The task >> In the records below, find the line with "subject: smoke detector"; retype that line and all the following lines through the end, exactly, and add nothing.
Data for analysis below:
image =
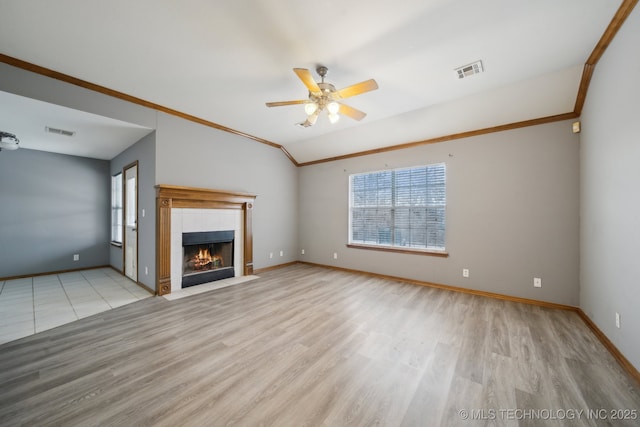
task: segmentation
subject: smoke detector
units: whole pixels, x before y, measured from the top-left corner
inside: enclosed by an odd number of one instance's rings
[[[455,71],[456,71],[456,75],[458,76],[458,79],[465,79],[475,74],[483,73],[484,67],[482,66],[482,61],[478,60],[476,62],[472,62],[471,64],[458,67],[455,69]]]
End of Data for analysis.
Expected answer >>
subject: smoke detector
units: whole pixels, x before y, measured from the top-left corner
inside: enclosed by an odd number of one instance's rings
[[[455,71],[456,71],[456,75],[458,76],[458,79],[465,79],[475,74],[483,73],[484,67],[482,66],[482,61],[478,60],[476,62],[472,62],[471,64],[458,67],[455,69]]]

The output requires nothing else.